§ BRIEF:
Transcribe precisely those lines of the listing that fall between the line containing "TARGET: debris on road" and the last line, inclusive of both.

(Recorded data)
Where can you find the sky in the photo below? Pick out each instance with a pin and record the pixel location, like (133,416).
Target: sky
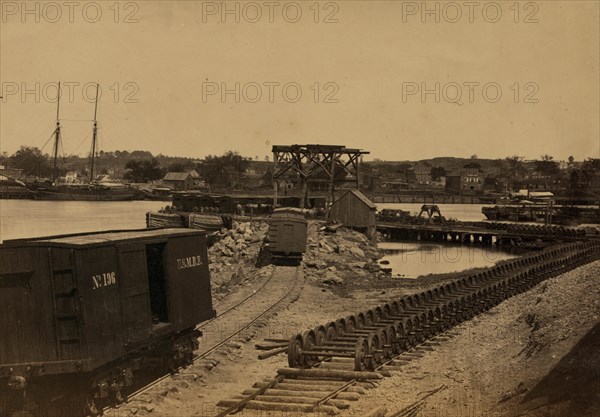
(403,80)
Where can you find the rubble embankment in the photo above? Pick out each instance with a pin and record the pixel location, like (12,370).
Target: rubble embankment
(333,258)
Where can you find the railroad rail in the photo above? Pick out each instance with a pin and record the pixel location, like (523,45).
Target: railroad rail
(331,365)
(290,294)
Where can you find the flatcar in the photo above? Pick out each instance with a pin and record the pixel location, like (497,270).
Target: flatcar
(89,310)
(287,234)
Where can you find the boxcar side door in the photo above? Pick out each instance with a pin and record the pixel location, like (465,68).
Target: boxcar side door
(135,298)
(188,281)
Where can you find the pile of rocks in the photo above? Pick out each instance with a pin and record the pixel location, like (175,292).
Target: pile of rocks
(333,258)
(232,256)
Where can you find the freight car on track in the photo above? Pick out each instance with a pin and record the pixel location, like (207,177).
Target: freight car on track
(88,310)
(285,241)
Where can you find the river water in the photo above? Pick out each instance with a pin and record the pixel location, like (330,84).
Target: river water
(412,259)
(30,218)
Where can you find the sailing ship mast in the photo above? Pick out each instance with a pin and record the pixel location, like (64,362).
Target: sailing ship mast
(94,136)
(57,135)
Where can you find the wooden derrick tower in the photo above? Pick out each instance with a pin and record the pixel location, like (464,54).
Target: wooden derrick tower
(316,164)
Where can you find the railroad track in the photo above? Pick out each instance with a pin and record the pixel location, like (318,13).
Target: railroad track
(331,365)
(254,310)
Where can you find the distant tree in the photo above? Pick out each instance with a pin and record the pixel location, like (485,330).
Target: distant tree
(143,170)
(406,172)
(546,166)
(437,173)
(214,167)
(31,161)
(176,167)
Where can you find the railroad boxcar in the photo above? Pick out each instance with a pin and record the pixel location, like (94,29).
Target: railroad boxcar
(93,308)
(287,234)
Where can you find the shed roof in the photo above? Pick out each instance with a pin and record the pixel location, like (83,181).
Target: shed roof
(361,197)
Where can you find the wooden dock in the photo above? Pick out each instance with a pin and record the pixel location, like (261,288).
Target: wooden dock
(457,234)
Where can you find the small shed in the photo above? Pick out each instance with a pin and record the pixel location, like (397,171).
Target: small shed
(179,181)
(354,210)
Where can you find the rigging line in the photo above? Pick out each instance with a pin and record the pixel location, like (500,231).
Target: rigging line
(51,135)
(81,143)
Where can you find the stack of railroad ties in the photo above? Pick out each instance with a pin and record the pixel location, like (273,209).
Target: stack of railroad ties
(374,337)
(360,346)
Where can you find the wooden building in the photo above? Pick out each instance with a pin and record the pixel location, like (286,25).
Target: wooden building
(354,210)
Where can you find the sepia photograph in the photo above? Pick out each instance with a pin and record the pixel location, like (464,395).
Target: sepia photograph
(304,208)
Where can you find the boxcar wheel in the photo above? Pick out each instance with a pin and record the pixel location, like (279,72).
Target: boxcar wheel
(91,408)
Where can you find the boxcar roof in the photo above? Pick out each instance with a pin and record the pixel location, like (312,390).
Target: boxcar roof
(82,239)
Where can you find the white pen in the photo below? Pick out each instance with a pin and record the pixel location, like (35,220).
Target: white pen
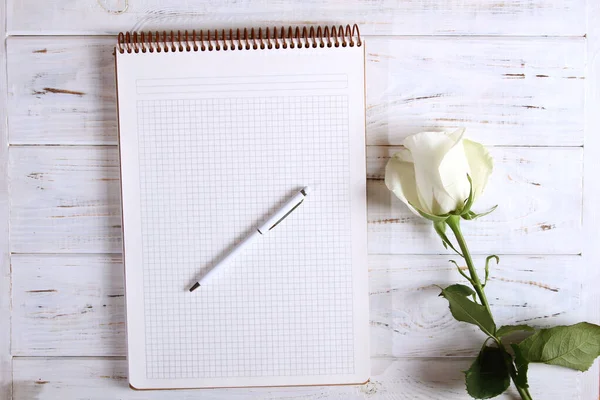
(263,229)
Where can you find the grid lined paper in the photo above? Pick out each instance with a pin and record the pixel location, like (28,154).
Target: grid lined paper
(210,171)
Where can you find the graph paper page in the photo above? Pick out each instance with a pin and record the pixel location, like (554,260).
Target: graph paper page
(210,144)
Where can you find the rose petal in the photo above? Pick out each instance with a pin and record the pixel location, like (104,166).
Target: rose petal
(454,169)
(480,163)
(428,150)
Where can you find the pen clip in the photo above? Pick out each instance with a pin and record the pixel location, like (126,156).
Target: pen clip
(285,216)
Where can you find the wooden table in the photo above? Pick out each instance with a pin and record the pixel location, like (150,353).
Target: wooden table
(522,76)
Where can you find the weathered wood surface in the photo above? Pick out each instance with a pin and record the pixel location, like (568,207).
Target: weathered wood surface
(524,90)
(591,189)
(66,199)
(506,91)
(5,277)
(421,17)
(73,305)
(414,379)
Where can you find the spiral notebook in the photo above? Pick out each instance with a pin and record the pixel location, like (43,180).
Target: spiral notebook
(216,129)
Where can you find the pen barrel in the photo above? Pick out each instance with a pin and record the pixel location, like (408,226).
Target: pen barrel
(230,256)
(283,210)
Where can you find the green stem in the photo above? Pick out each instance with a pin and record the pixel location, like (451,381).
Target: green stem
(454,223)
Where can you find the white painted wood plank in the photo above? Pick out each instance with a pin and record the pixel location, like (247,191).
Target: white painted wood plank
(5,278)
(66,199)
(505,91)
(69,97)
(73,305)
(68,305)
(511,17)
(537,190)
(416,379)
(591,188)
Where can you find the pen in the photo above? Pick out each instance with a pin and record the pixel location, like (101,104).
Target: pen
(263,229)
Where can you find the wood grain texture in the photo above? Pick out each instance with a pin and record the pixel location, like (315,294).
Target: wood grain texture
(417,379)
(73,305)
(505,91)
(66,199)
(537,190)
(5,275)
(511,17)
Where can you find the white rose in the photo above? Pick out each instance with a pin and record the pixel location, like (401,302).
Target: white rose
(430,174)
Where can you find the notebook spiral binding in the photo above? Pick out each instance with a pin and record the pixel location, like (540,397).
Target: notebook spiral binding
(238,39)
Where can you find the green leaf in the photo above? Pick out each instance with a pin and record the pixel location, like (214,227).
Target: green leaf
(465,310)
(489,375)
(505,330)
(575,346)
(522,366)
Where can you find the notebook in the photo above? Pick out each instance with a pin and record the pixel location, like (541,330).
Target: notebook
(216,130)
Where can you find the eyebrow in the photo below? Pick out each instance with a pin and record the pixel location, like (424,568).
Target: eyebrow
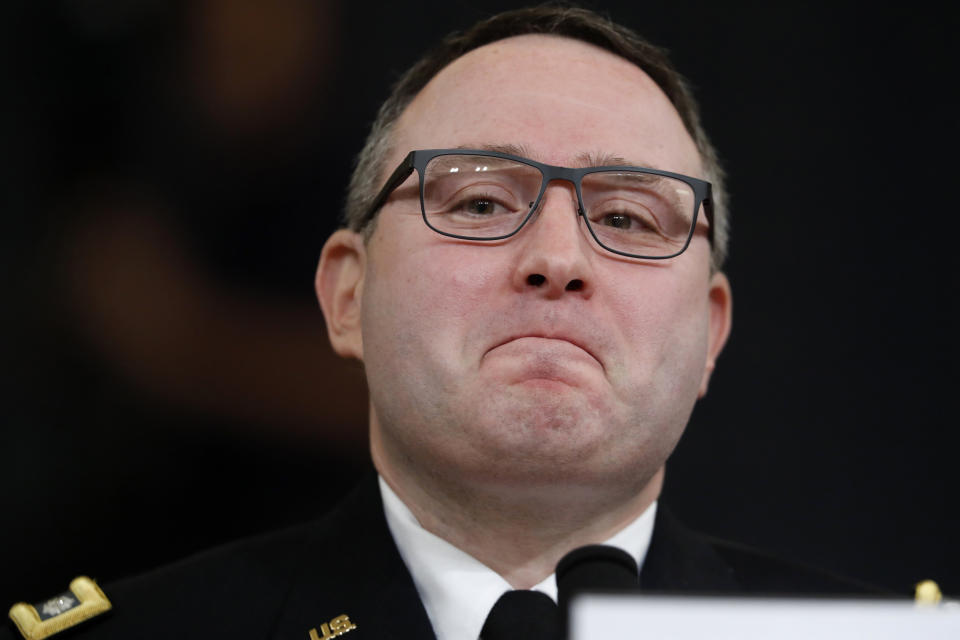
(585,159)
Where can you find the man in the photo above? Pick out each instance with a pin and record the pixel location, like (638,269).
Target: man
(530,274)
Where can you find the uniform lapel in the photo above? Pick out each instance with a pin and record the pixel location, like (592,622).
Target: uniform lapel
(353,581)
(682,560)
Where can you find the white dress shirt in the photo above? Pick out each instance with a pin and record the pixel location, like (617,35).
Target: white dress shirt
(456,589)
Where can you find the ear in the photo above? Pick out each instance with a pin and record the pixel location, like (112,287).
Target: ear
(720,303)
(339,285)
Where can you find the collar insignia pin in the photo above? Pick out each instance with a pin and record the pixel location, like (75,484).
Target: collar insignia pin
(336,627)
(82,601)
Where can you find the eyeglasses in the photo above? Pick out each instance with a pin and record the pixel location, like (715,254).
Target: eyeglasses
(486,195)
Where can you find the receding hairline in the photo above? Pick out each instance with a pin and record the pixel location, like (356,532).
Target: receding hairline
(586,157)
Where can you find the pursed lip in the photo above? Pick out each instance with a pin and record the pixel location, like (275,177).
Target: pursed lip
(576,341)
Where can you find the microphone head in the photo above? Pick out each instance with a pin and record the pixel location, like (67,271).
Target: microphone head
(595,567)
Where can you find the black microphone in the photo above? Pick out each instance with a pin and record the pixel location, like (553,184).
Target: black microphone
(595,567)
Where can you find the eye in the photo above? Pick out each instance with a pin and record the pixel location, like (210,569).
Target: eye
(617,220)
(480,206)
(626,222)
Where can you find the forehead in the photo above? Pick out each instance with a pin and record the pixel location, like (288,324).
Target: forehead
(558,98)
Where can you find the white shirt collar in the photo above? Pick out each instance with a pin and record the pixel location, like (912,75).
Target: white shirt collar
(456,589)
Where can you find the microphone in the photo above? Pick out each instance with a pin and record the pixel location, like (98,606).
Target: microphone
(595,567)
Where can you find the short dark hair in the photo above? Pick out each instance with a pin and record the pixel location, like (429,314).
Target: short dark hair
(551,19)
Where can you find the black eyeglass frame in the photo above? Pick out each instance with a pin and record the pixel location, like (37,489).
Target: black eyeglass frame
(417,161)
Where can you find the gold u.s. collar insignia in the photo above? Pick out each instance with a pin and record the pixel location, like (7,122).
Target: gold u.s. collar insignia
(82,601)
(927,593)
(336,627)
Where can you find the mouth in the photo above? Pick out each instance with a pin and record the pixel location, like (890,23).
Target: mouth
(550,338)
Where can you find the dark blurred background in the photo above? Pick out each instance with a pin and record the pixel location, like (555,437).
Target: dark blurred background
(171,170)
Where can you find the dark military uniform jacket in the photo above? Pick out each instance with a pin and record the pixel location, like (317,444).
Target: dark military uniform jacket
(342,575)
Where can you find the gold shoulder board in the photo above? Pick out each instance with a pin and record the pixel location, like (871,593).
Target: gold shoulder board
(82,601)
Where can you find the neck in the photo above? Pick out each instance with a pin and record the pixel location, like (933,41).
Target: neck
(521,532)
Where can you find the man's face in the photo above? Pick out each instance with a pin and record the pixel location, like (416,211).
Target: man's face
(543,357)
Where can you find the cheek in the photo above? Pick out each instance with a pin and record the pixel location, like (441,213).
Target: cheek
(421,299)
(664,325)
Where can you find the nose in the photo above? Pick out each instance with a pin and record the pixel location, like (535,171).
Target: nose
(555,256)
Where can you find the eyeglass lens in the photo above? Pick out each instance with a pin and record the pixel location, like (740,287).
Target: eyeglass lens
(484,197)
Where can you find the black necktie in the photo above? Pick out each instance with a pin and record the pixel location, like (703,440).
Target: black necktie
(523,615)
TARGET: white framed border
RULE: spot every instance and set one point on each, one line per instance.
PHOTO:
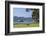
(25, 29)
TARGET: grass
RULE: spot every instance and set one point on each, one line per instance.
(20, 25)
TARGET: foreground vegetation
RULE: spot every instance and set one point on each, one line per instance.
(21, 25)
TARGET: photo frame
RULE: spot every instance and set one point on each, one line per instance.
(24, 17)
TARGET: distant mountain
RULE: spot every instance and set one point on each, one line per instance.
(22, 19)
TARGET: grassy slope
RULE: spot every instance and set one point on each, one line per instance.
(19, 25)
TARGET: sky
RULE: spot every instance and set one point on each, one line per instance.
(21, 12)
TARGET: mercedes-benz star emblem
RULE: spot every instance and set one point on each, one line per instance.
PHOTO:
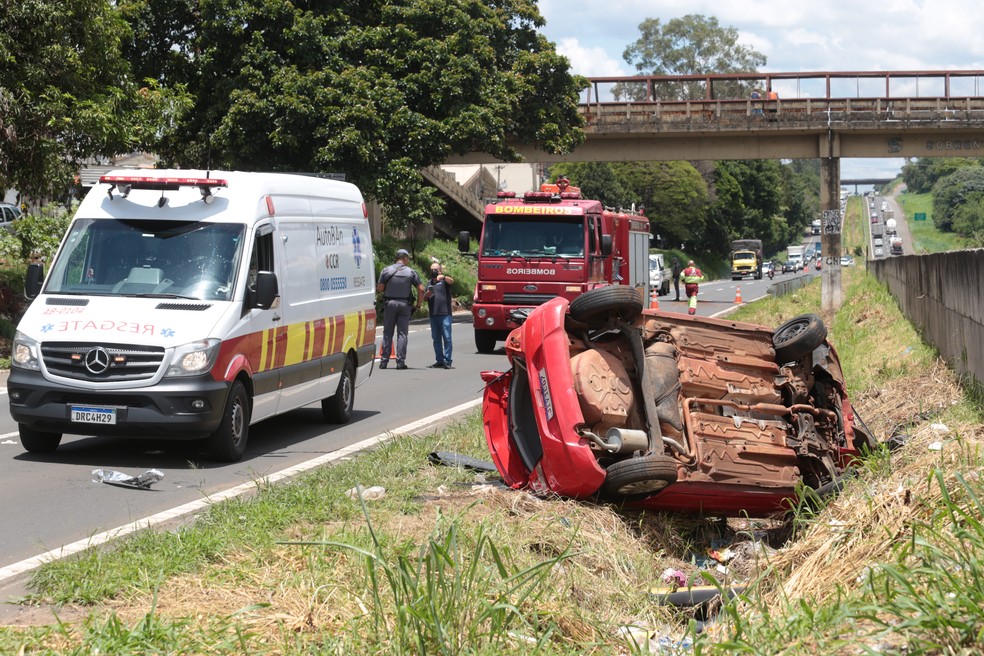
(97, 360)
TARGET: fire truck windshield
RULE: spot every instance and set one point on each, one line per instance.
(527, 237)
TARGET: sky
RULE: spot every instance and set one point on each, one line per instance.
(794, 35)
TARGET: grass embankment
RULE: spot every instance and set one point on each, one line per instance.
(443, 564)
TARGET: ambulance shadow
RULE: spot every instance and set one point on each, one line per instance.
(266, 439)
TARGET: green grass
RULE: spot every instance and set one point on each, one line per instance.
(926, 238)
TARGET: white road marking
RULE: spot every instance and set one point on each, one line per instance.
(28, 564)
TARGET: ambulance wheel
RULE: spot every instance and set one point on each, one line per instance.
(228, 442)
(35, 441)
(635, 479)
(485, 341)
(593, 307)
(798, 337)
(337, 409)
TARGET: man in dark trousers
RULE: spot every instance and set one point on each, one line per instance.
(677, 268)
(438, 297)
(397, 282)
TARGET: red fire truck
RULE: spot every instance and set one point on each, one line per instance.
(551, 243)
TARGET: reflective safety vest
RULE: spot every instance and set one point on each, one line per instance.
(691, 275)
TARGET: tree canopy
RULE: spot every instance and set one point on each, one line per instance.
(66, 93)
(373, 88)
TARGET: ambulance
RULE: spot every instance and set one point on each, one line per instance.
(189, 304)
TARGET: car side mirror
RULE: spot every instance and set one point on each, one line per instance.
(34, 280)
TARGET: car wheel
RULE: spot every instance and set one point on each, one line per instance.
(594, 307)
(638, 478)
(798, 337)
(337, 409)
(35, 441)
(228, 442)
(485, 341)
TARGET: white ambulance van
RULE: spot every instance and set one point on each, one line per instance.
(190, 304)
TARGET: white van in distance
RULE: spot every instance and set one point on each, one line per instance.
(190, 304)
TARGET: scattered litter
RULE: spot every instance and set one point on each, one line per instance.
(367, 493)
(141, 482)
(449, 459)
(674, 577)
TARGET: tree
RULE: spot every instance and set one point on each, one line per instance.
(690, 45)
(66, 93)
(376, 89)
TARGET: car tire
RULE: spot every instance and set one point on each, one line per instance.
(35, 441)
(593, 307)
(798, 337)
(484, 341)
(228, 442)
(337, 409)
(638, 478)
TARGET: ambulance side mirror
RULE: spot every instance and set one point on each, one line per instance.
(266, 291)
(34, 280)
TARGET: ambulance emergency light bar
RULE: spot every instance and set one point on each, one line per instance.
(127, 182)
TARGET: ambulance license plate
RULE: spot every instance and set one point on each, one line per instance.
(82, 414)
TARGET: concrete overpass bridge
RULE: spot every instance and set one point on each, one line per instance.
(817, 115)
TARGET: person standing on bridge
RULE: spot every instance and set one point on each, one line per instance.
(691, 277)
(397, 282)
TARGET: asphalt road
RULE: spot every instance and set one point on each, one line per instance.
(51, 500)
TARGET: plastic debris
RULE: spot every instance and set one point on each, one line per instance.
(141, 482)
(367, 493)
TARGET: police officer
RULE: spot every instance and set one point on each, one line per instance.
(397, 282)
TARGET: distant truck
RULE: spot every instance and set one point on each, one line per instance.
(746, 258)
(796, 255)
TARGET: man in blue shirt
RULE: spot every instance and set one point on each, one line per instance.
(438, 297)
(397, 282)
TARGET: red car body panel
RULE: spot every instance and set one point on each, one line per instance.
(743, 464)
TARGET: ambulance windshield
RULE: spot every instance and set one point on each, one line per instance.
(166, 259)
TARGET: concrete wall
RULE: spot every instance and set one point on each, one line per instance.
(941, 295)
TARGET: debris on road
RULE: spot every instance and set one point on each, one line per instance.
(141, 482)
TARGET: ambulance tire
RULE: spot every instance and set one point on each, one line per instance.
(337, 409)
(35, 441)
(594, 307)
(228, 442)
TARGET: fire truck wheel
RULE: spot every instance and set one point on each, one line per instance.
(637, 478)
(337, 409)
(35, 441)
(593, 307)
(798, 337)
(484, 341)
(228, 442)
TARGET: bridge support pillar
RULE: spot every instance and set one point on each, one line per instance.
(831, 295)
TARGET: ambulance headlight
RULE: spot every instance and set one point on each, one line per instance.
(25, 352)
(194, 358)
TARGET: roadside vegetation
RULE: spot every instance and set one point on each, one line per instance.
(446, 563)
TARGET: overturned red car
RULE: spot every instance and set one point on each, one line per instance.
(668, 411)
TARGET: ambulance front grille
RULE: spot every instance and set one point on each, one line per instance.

§ FINISHED TASK:
TARGET: debris on road
RULE: spot every instance and set one point on each, one line per instance.
(141, 482)
TARGET: ambulance tire
RULE: spot every instance and set one point on each, one line per instance.
(337, 409)
(35, 441)
(594, 307)
(228, 442)
TARGET: fire truck wheel
RULE: spot every instance and set one point on each, one line per instance.
(637, 478)
(337, 409)
(35, 441)
(593, 307)
(798, 337)
(484, 341)
(228, 442)
TARGET: bridge support pillar
RULE: spot every instance and set one point on each, one line per instance.
(831, 295)
TARGET: ambulance headlight
RULE: spot every instance and set one point on each, one line per instance.
(25, 352)
(194, 358)
TARGET: roadside vegetation
RULE: spot every instance and set one point on each, one line per instance.
(446, 563)
TARGET: overturned red car
RULE: spot every instance and set one point on each, one line per instance.
(668, 411)
TARGET: ambulance front grille
RULE: spot every instance and set one point on each, one line per instance.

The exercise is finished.